■ Task goal:
In this exercise, print only the lines from the line with "[pin] row of plants -- one per line" to the last line of the data below, inclusive. Any pictures should be left out.

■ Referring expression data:
▼▼▼
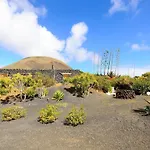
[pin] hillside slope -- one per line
(38, 62)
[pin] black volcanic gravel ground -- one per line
(110, 125)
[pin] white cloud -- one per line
(140, 47)
(117, 5)
(74, 44)
(123, 5)
(21, 33)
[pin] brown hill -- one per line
(38, 62)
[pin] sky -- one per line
(77, 32)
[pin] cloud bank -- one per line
(140, 47)
(21, 33)
(124, 6)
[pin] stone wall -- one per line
(52, 73)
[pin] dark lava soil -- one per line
(111, 125)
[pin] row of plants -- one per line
(24, 87)
(83, 82)
(49, 114)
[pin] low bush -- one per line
(60, 104)
(30, 92)
(103, 84)
(58, 95)
(141, 85)
(147, 110)
(48, 81)
(76, 116)
(48, 114)
(13, 113)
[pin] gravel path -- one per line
(110, 125)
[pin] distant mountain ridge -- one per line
(38, 62)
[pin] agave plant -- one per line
(58, 95)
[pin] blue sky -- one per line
(74, 31)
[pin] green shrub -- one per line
(3, 91)
(103, 83)
(76, 116)
(48, 114)
(6, 85)
(48, 81)
(45, 92)
(147, 110)
(13, 113)
(141, 85)
(82, 83)
(60, 104)
(123, 82)
(58, 95)
(30, 92)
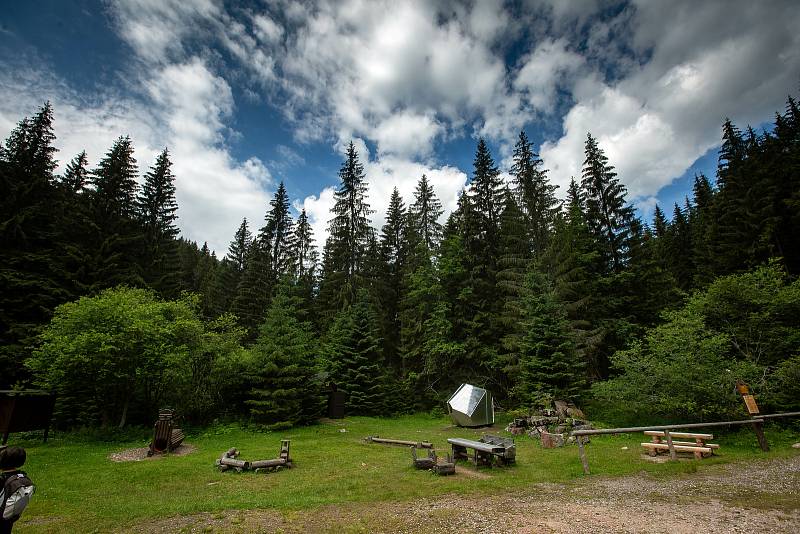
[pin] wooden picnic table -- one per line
(699, 447)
▲▲▲
■ Result of the task:
[pin] row of plants -- one per line
(24, 87)
(83, 82)
(49, 114)
[pin] low bush -- one per line
(60, 104)
(30, 92)
(103, 84)
(58, 95)
(141, 85)
(147, 110)
(48, 81)
(76, 116)
(48, 114)
(13, 113)
[pin] gravel path -- one per line
(110, 125)
[pin] distant mountain ridge -- one per line
(38, 62)
[pin] agave plant -- one per line
(58, 95)
[pin] blue sky -- one per line
(74, 31)
[pin] green shrub -- one per line
(3, 91)
(103, 83)
(76, 116)
(48, 114)
(6, 85)
(48, 81)
(45, 92)
(147, 110)
(13, 113)
(141, 85)
(82, 83)
(60, 104)
(123, 82)
(58, 95)
(30, 92)
[pin] wooden picnic table -- one per line
(699, 447)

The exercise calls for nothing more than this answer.